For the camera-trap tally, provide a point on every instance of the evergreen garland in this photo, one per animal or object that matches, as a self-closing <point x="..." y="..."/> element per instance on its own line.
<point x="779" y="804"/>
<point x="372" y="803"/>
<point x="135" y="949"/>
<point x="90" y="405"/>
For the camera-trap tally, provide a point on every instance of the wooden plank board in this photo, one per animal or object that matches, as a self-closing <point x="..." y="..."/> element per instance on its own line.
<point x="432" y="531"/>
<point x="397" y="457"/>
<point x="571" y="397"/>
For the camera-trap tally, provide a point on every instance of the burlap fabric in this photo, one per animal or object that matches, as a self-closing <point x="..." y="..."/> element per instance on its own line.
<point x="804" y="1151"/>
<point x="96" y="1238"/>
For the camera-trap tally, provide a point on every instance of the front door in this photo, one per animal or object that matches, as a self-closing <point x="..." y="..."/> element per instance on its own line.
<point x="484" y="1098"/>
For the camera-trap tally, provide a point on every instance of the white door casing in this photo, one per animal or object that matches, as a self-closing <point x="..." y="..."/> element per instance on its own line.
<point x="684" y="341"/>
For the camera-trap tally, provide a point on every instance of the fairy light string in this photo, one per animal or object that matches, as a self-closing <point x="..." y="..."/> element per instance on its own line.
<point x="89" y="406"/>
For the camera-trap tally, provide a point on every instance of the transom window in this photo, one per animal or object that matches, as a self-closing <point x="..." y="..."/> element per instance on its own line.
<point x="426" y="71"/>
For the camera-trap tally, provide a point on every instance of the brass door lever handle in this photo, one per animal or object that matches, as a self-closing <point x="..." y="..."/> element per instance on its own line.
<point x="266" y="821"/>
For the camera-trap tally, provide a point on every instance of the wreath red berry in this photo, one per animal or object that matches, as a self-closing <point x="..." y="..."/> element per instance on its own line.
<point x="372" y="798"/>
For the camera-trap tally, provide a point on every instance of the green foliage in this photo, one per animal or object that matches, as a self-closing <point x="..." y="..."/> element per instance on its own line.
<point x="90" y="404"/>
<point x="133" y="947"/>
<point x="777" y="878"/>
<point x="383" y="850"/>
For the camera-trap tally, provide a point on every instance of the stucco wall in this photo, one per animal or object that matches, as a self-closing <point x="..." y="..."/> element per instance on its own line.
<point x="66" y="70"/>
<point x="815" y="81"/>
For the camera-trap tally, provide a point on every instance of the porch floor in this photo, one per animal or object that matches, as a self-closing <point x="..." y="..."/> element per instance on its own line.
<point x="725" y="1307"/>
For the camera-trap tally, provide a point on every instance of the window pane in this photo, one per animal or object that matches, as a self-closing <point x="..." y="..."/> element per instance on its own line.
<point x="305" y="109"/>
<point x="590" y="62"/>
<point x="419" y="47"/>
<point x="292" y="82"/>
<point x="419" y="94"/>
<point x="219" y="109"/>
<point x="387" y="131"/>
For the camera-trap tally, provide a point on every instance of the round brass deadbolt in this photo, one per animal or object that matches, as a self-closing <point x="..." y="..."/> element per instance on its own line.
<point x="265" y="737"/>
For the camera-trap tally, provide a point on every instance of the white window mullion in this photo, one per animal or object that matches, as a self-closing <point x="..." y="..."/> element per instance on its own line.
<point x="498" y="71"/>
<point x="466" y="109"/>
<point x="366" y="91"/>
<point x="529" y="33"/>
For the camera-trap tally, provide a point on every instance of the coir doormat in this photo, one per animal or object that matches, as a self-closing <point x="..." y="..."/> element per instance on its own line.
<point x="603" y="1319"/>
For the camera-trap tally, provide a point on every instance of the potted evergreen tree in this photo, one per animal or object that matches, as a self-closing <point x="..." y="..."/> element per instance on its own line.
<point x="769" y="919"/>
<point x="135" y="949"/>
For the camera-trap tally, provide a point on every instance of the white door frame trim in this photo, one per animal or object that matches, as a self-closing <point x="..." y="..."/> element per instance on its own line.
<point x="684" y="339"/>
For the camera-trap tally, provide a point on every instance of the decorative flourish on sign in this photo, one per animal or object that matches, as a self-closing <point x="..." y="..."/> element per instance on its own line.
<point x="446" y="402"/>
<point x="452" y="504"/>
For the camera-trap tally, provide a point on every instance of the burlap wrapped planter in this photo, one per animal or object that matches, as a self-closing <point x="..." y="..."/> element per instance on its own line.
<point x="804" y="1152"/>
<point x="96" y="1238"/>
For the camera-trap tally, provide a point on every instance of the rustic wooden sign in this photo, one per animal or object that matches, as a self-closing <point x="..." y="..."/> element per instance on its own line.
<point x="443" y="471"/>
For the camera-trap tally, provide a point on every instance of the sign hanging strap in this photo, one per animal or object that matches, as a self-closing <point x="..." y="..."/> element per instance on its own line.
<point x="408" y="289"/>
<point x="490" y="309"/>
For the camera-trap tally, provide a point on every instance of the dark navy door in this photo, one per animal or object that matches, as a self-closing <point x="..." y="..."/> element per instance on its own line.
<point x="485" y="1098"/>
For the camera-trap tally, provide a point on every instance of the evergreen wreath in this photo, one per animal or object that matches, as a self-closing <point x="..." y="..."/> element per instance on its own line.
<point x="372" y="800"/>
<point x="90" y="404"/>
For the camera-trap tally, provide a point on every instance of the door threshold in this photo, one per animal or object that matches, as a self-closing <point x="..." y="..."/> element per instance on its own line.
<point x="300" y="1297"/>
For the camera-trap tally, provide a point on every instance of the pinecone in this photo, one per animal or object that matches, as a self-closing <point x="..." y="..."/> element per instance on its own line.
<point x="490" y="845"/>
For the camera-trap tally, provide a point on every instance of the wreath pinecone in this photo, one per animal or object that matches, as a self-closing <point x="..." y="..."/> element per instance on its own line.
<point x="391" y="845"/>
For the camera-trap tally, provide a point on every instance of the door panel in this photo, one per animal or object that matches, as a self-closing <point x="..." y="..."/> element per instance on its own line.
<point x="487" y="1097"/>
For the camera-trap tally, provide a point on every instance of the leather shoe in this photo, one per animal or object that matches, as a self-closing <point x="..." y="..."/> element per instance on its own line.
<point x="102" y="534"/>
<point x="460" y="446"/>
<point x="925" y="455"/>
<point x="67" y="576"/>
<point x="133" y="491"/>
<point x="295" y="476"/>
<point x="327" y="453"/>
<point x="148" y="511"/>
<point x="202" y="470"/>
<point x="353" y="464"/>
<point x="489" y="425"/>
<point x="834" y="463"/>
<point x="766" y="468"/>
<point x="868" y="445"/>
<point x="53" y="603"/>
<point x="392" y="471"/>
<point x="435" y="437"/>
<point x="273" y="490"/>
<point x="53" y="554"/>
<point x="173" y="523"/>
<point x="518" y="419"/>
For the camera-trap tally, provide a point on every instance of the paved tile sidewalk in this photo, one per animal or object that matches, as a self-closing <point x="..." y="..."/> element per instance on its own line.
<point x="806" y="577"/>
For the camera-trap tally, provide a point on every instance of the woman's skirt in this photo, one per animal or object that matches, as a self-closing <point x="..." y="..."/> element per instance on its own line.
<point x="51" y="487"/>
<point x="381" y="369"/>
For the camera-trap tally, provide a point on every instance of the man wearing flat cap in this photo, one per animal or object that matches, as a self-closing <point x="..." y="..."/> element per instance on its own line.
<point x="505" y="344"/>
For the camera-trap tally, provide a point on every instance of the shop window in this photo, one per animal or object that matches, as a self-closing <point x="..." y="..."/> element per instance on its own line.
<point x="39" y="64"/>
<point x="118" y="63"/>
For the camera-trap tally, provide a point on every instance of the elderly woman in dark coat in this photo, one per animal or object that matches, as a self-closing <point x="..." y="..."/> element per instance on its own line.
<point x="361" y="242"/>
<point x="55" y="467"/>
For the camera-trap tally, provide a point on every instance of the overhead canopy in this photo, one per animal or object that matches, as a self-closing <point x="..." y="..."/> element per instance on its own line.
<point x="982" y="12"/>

══════════

Your task is to set down all of the entries exactly as they appear.

- EXERCISE RESULT:
For the camera-trap tally, provide a point on every instance of the evergreen garland in this photo, one per animal or object that matches, as a self-closing <point x="..." y="..."/> element per instance on its own line.
<point x="779" y="804"/>
<point x="372" y="803"/>
<point x="135" y="949"/>
<point x="90" y="405"/>
For the camera-trap tally, provide a point on every instance of the wooden plank board in this photo, one per animal or object that matches, as a self-closing <point x="..." y="..."/> element per instance on its own line.
<point x="432" y="531"/>
<point x="397" y="457"/>
<point x="571" y="397"/>
For the camera-trap tally, provide a point on every instance of the burlap fabric in this photo, one per animal or object that matches, as a self-closing <point x="..." y="..."/> element per instance on its own line.
<point x="804" y="1151"/>
<point x="96" y="1238"/>
For the camera-trap tally, provide a point on every instance of the front door in this photo, one per animal or object that matches, as a self-closing <point x="..." y="..."/> element per instance on its own line.
<point x="484" y="1098"/>
For the camera-trap tally, provide a point on every instance of the white door casing in this photo, one per animal or object that matches, as a self-closing <point x="..." y="..."/> element per instance on its own line.
<point x="684" y="341"/>
For the camera-trap tally, provide a point on every instance of the fairy light string in this photo, one per animal or object that matches, as a self-closing <point x="..." y="..."/> element per instance on its own line.
<point x="89" y="406"/>
For the camera-trap tally, provide a point on every instance of the transom window in this photo, one per animal or object that matches, as a self-closing <point x="..." y="..."/> element per instance on its own line.
<point x="426" y="71"/>
For the camera-trap tally, provide a point on every instance of the brass door lever handle in this photo, one per animal or object that matches, as a self-closing <point x="..." y="..."/> element per instance on its own line.
<point x="266" y="821"/>
For the camera-trap tally, provide a point on every instance of the wreath red berry in this photo, one per animal or object that matches, as a self-closing <point x="..." y="..."/> element per instance on its own line.
<point x="372" y="798"/>
For the camera-trap tally, provide a point on every instance of the green foliage in this photo, one per animal or object that matches, as a self-closing <point x="..." y="..."/> element per instance on its own line.
<point x="90" y="404"/>
<point x="133" y="947"/>
<point x="777" y="878"/>
<point x="383" y="850"/>
For the camera-trap tally, provide a point on every instance of the stucco wall in this photo, one per animal or object that matches, as a self-closing <point x="..." y="..."/> element per instance on its own line.
<point x="66" y="70"/>
<point x="815" y="81"/>
For the camera-trap tally, provide a point on every instance of the porch floor in this photo, one per animal or object that matches, as a self-closing <point x="..." y="..."/> element per instance on its own line.
<point x="725" y="1307"/>
For the camera-trap tally, provide a point on every instance of the window pane in this photo, one per animal or object that matches, as a self-closing <point x="..." y="..."/> element per instance on its own line.
<point x="305" y="109"/>
<point x="590" y="62"/>
<point x="419" y="47"/>
<point x="292" y="82"/>
<point x="419" y="94"/>
<point x="219" y="109"/>
<point x="387" y="131"/>
For the camera-trap tally, provide a point on every instance of the round brass deadbolt in this photo, one per animal or object that matches, as a self-closing <point x="..." y="..."/> element per instance on its own line.
<point x="265" y="737"/>
For the camera-trap tally, provide a point on every instance of the white window mullion in this photo, one per animal or object that matches, as a self-closing <point x="..." y="..."/> element per instance on its own line.
<point x="498" y="71"/>
<point x="466" y="109"/>
<point x="366" y="91"/>
<point x="529" y="33"/>
For the camera-trap tally, provide a point on every instance of the coir doormat in this photo, one per animal or object that matches, as a self-closing <point x="..." y="..."/> element per instance on its own line.
<point x="603" y="1319"/>
For the camera-trap tally, provide a point on every instance of the potted evergreen tree in this photo, one per animal or object that matches, as a self-closing <point x="..." y="..."/> element per instance on its own line.
<point x="769" y="919"/>
<point x="135" y="949"/>
For the camera-trap tally, provide a point on every instance of the white door frame trim in this photo, one per animal or object that matches, as a self-closing <point x="..." y="..."/> element per instance on its own line.
<point x="684" y="339"/>
For the camera-trap tally, provide a point on every instance of the decorative flourish on sign in this photo, one per animal or object that matches, as a self-closing <point x="..." y="..."/> element per instance on its own line.
<point x="446" y="402"/>
<point x="452" y="504"/>
For the camera-trap tally, provide a point on every instance of the burlap wrapped planter in this photo, one per animal or object that matches, as a self-closing <point x="..." y="..."/> element per instance on its own line.
<point x="804" y="1152"/>
<point x="96" y="1238"/>
For the camera-trap tally, provide a point on every instance of the rustic wooden sign in this photo, one per animal or object that matches, as a self-closing <point x="..." y="..."/> element per instance on its own line.
<point x="443" y="471"/>
For the camera-trap tally, provide a point on every instance of the sign hanging strap in this photo, one per animal or object that matches, as a self-closing <point x="..." y="..."/> element per instance on its own line.
<point x="408" y="289"/>
<point x="490" y="309"/>
For the camera-trap tally, provide a point on every instance of the dark navy door in this photo, one per animal or object that matches, as a self-closing <point x="..." y="..."/> element per instance on its own line.
<point x="485" y="1098"/>
For the camera-trap tally, provide a point on every instance of the evergreen wreath in this photo, one per animal or object that matches, as a self-closing <point x="..." y="..."/> element per instance on its own line.
<point x="372" y="800"/>
<point x="90" y="404"/>
For the camera-trap tally, provide a point on every instance of the door threshold in this photo, one per animal or object that matches, as a self-closing <point x="..." y="..."/> element per instance on its own line.
<point x="300" y="1297"/>
For the camera-trap tally, provide a point on every instance of the pinecone in this photo, one per animal or object that matches, as a self-closing <point x="..." y="..."/> element per instance on its own line.
<point x="490" y="845"/>
For the camera-trap tally, provide a point on every instance of the wreath pinecone in this photo, one per animal or object that matches, as a self-closing <point x="..." y="..."/> element per instance on its own line.
<point x="391" y="845"/>
For the camera-trap tally, provide a point on every instance of the door panel in this photo, one per animal or object that matches, as a self-closing <point x="..." y="..."/> element per instance on its own line.
<point x="487" y="1097"/>
For the camera-trap tally, provide a point on every instance of the leather shoe in this photo, one per animal or object that matches, as a self-closing <point x="..." y="..."/> element per instance on its own line.
<point x="102" y="534"/>
<point x="460" y="446"/>
<point x="925" y="455"/>
<point x="67" y="576"/>
<point x="133" y="491"/>
<point x="295" y="476"/>
<point x="327" y="453"/>
<point x="148" y="511"/>
<point x="202" y="470"/>
<point x="353" y="464"/>
<point x="489" y="425"/>
<point x="834" y="463"/>
<point x="766" y="468"/>
<point x="868" y="445"/>
<point x="53" y="603"/>
<point x="392" y="471"/>
<point x="435" y="437"/>
<point x="273" y="490"/>
<point x="53" y="554"/>
<point x="173" y="523"/>
<point x="518" y="419"/>
For the camera-trap tally, provide a point on every instance of the paved tile sidewalk in this photo, one per animal or object that matches, as a self-closing <point x="..." y="..."/> element per instance on its own line.
<point x="806" y="577"/>
For the camera-trap tally, provide a point on every instance of the woman's skirt in this photo, one per animal or object that matches, as a self-closing <point x="..." y="..."/> element per instance on its own line.
<point x="51" y="487"/>
<point x="381" y="369"/>
For the camera-trap tally, provide a point on every instance of the man wearing flat cap in this photo, one per animal or object that matches, as a self-closing <point x="..." y="..."/> element per instance on its own line.
<point x="505" y="344"/>
For the camera-trap tally, provide a point on every instance of the shop window in this photo, one per animal or object that matches, as a self-closing <point x="..." y="..."/> element per instance on its own line.
<point x="39" y="64"/>
<point x="118" y="63"/>
For the camera-trap tally, provide a point on every instance of the elderly woman in dark coat in this photo, one per animal or object that matches, as a self-closing <point x="..." y="..."/> element per instance on its own line.
<point x="361" y="242"/>
<point x="55" y="467"/>
For the camera-trap tally, provide a point on every instance of the overhead canopy in this photo, one per animal or object that matches, as a self-closing <point x="..." y="..."/> element per instance on its own line.
<point x="982" y="12"/>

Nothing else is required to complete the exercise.